Work instructions
Reproduce the data below word for word, omitting the pictures.

Record excerpts

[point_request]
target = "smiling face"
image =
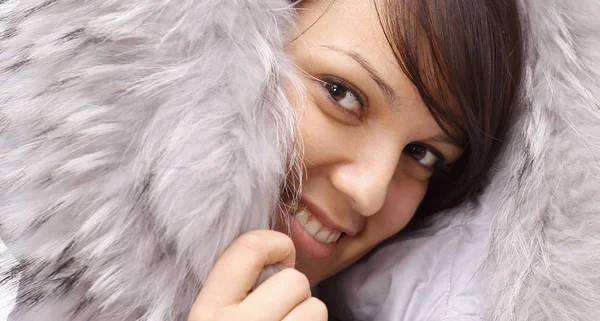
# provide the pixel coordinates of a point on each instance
(370, 144)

Solution to the exercise
[point_request]
target = "smiling face"
image =
# provide the pixel coordinates of a point on each instance
(370, 144)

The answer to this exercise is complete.